DIRECTIVE:
Rewrite every one of the entries below, changing "Confirm the tag" to "Verify the tag" wherever it occurs and keeping everything else the same. Leave the pictures out of your version.

RECORD LIST:
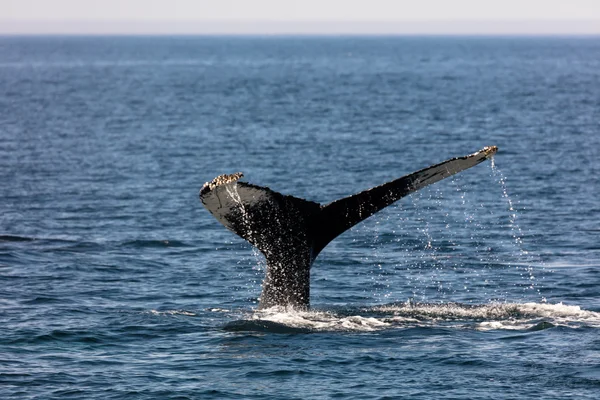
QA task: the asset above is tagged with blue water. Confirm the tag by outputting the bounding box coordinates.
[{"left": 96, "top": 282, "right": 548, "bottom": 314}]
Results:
[{"left": 0, "top": 37, "right": 600, "bottom": 399}]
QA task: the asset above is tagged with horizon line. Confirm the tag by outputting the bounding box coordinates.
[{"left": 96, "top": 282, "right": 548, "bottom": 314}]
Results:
[{"left": 0, "top": 19, "right": 600, "bottom": 36}]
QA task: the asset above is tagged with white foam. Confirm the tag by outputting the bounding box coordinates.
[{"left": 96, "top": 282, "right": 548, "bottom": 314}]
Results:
[{"left": 245, "top": 303, "right": 600, "bottom": 332}]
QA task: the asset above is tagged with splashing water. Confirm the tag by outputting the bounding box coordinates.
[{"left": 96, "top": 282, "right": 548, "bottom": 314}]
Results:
[{"left": 490, "top": 157, "right": 545, "bottom": 301}]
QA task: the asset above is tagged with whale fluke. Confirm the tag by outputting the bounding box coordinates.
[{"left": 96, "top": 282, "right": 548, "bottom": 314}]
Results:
[{"left": 200, "top": 146, "right": 498, "bottom": 308}]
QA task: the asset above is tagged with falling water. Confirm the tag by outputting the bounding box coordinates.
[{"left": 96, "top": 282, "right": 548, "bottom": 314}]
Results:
[{"left": 490, "top": 157, "right": 545, "bottom": 300}]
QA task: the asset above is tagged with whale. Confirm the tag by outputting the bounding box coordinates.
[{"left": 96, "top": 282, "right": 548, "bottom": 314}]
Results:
[{"left": 199, "top": 146, "right": 498, "bottom": 309}]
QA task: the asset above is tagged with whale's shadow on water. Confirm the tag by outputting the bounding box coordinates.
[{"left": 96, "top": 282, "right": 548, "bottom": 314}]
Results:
[{"left": 223, "top": 302, "right": 600, "bottom": 334}]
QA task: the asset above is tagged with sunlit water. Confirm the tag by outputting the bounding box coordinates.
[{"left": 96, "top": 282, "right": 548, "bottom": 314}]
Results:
[{"left": 0, "top": 37, "right": 600, "bottom": 399}]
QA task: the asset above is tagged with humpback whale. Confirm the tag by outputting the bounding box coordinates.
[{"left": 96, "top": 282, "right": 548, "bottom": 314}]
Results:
[{"left": 200, "top": 146, "right": 498, "bottom": 309}]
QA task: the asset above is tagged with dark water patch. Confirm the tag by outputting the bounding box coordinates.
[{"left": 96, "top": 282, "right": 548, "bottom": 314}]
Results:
[
  {"left": 223, "top": 320, "right": 314, "bottom": 334},
  {"left": 122, "top": 240, "right": 191, "bottom": 249},
  {"left": 21, "top": 296, "right": 73, "bottom": 305},
  {"left": 0, "top": 235, "right": 36, "bottom": 242}
]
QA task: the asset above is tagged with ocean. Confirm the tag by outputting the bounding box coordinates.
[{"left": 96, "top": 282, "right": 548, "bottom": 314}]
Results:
[{"left": 0, "top": 36, "right": 600, "bottom": 400}]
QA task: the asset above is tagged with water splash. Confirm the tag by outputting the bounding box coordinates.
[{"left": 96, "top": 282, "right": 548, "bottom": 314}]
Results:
[{"left": 490, "top": 157, "right": 545, "bottom": 301}]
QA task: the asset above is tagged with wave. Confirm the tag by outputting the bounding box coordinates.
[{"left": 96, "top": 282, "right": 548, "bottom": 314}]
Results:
[{"left": 224, "top": 302, "right": 600, "bottom": 333}]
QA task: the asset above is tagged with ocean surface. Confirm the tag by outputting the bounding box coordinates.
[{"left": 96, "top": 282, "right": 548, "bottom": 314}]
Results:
[{"left": 0, "top": 37, "right": 600, "bottom": 399}]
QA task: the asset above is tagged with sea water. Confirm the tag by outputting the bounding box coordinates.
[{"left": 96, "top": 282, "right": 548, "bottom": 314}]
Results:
[{"left": 0, "top": 37, "right": 600, "bottom": 399}]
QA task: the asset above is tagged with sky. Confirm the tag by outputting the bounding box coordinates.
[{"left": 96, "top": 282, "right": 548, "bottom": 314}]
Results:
[{"left": 0, "top": 0, "right": 600, "bottom": 34}]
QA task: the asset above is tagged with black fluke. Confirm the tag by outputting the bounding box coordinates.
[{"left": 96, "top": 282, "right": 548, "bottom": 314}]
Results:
[{"left": 200, "top": 146, "right": 498, "bottom": 308}]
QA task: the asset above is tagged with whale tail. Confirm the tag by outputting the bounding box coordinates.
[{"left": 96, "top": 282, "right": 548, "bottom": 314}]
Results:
[{"left": 200, "top": 146, "right": 497, "bottom": 308}]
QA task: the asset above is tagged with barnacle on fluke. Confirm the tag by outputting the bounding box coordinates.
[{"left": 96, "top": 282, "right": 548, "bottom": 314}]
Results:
[{"left": 202, "top": 172, "right": 244, "bottom": 191}]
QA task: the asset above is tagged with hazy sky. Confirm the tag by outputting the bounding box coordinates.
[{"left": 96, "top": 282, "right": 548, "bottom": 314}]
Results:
[{"left": 0, "top": 0, "right": 600, "bottom": 33}]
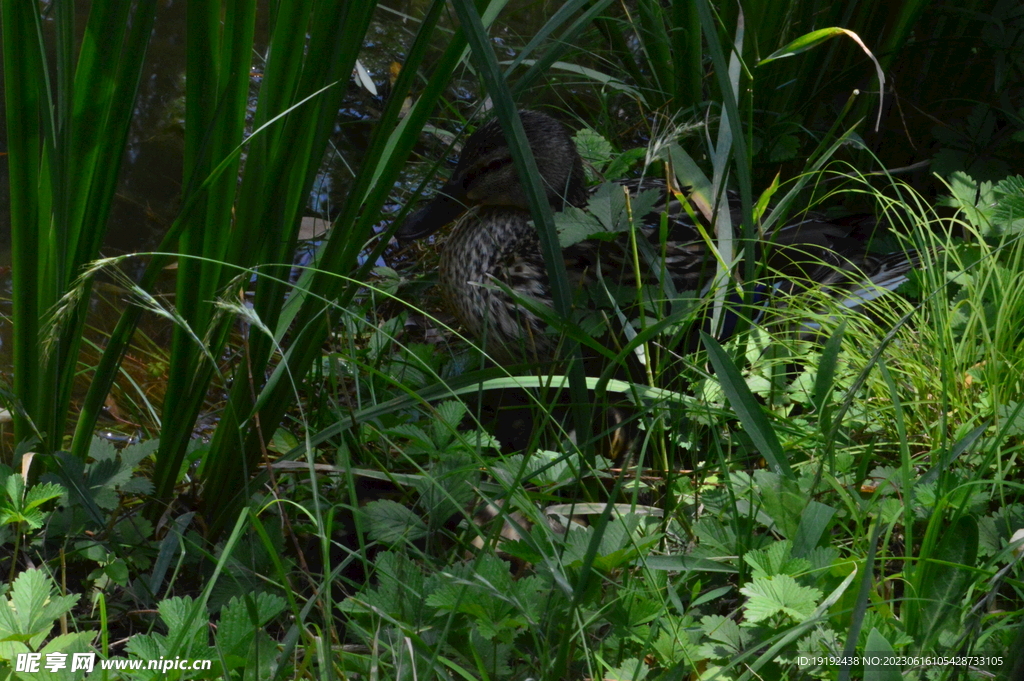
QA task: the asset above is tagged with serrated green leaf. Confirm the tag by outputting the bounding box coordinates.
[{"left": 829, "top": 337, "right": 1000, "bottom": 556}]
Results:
[
  {"left": 361, "top": 499, "right": 427, "bottom": 545},
  {"left": 739, "top": 574, "right": 822, "bottom": 624}
]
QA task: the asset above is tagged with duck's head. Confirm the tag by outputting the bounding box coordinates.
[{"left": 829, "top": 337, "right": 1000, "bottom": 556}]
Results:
[{"left": 396, "top": 110, "right": 587, "bottom": 241}]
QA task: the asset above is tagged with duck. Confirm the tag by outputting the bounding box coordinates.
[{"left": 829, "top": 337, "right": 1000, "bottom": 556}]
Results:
[{"left": 395, "top": 110, "right": 920, "bottom": 365}]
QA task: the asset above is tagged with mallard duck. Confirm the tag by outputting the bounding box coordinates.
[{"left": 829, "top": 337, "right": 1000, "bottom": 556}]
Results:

IN RESPONSE:
QA task: the asset above is tagged with blue water. Verify the tag by outputting the bounding box coordinates.
[{"left": 96, "top": 282, "right": 548, "bottom": 314}]
Results:
[{"left": 0, "top": 37, "right": 600, "bottom": 399}]
QA task: the asset above is tagged with horizon line. Verify the tag by outputting the bounding box coordinates.
[{"left": 96, "top": 282, "right": 548, "bottom": 314}]
Results:
[{"left": 0, "top": 19, "right": 600, "bottom": 36}]
QA task: the asset above is tagged with white foam. Verify the tag by outputting the bounding box coordinates.
[{"left": 96, "top": 282, "right": 548, "bottom": 314}]
Results:
[{"left": 245, "top": 303, "right": 600, "bottom": 332}]
QA task: the asset above is tagged with splashing water. Verify the tag by outputting the bounding box coordinates.
[{"left": 96, "top": 282, "right": 548, "bottom": 314}]
Results:
[{"left": 490, "top": 157, "right": 545, "bottom": 301}]
QA task: the asset above is tagged with whale fluke. Verify the tag by outputting the bounding box coordinates.
[{"left": 96, "top": 282, "right": 548, "bottom": 314}]
Results:
[{"left": 200, "top": 146, "right": 498, "bottom": 308}]
QA task: the asset above is tagged with falling water. Verify the tag by outputting the bounding box coordinates.
[{"left": 96, "top": 282, "right": 548, "bottom": 314}]
Results:
[{"left": 490, "top": 157, "right": 545, "bottom": 300}]
QA task: the asset above is tagged with whale. Verify the tag by outputting the bounding box coordinates.
[{"left": 96, "top": 282, "right": 548, "bottom": 314}]
Results:
[{"left": 199, "top": 146, "right": 498, "bottom": 309}]
QA task: the asset above is tagged with whale's shadow on water. Verify the tag by outputting the bounding box coordinates.
[{"left": 96, "top": 282, "right": 548, "bottom": 314}]
Results:
[{"left": 223, "top": 302, "right": 600, "bottom": 334}]
QA task: the asset above is tagged with sunlit water. Verify the tag by outputting the bounding box coordinates.
[{"left": 96, "top": 282, "right": 548, "bottom": 314}]
Results:
[{"left": 0, "top": 37, "right": 600, "bottom": 399}]
QA task: the asset above is tagged with humpback whale. Verify the tag by outputting the bounding box coordinates.
[{"left": 96, "top": 282, "right": 548, "bottom": 314}]
Results:
[{"left": 200, "top": 146, "right": 498, "bottom": 309}]
QA task: the asset above is tagged with dark water patch. Verify the tag by outputting the bounding box coordinates.
[{"left": 96, "top": 282, "right": 548, "bottom": 314}]
Results:
[
  {"left": 223, "top": 320, "right": 314, "bottom": 334},
  {"left": 122, "top": 240, "right": 191, "bottom": 249},
  {"left": 21, "top": 296, "right": 73, "bottom": 305},
  {"left": 0, "top": 235, "right": 36, "bottom": 242}
]
QA task: the asset above is tagged with ocean. Verify the tag by outputting the bounding box coordinates.
[{"left": 96, "top": 282, "right": 548, "bottom": 314}]
Results:
[{"left": 0, "top": 36, "right": 600, "bottom": 400}]
QA task: the asset above is tagged with water splash. Verify the tag by outputting the bounding box coordinates.
[{"left": 96, "top": 282, "right": 548, "bottom": 314}]
Results:
[{"left": 490, "top": 157, "right": 545, "bottom": 301}]
QA task: the asset above is tagged with wave. Verify the tag by outputting the bounding box coordinates.
[{"left": 96, "top": 282, "right": 548, "bottom": 314}]
Results:
[{"left": 224, "top": 302, "right": 600, "bottom": 333}]
QA task: the asset above is tagged with ocean surface. Verify the tag by outputting the bounding box coordinates.
[{"left": 96, "top": 282, "right": 548, "bottom": 314}]
Results:
[{"left": 0, "top": 37, "right": 600, "bottom": 399}]
QA task: the asset above is tagged with sea water. Verify the tag by outputting the bounding box coordinates.
[{"left": 96, "top": 282, "right": 548, "bottom": 314}]
Results:
[{"left": 0, "top": 37, "right": 600, "bottom": 399}]
QA task: the asset above is tagged with sky. Verify the tag by outputting the bounding box coordinates.
[{"left": 96, "top": 282, "right": 548, "bottom": 314}]
Results:
[{"left": 0, "top": 0, "right": 600, "bottom": 34}]
QA task: the asset above is tagged with black fluke. Verify the tag by outputting the bounding box coordinates.
[{"left": 96, "top": 282, "right": 548, "bottom": 314}]
Results:
[{"left": 200, "top": 146, "right": 498, "bottom": 308}]
QA task: the asset above is tagged with whale tail. Verify the tag by outputting the bounding box coordinates.
[{"left": 96, "top": 282, "right": 548, "bottom": 314}]
Results:
[{"left": 200, "top": 146, "right": 497, "bottom": 308}]
QA task: the asset above is tagged with barnacle on fluke. Verify the tag by outputting the bounding box coordinates.
[{"left": 96, "top": 282, "right": 548, "bottom": 314}]
Results:
[{"left": 202, "top": 172, "right": 244, "bottom": 191}]
QA task: the asset above is tagged with hazy sky. Verify the tag by outputting the bounding box coordinates.
[{"left": 96, "top": 282, "right": 548, "bottom": 314}]
Results:
[{"left": 0, "top": 0, "right": 600, "bottom": 33}]
QA task: the asset above is tagged with serrated green leaf. Verify the tag by outputting the bounding box coordinates.
[{"left": 829, "top": 337, "right": 1000, "bottom": 556}]
Results:
[
  {"left": 361, "top": 499, "right": 427, "bottom": 545},
  {"left": 739, "top": 574, "right": 822, "bottom": 624}
]
QA task: the asset above is tagged with duck's head. Verify the tag by outputting the bounding box coordinates.
[{"left": 829, "top": 337, "right": 1000, "bottom": 556}]
Results:
[{"left": 396, "top": 110, "right": 587, "bottom": 241}]
QA task: the asset above is tagged with duck. Verify the tag by outputting the bounding box coordinates.
[{"left": 829, "top": 337, "right": 1000, "bottom": 556}]
Results:
[{"left": 395, "top": 110, "right": 920, "bottom": 365}]
QA task: the asset above is tagged with mallard duck. Verify the tag by outputting the bounding box coordinates.
[{"left": 829, "top": 337, "right": 1000, "bottom": 556}]
Results:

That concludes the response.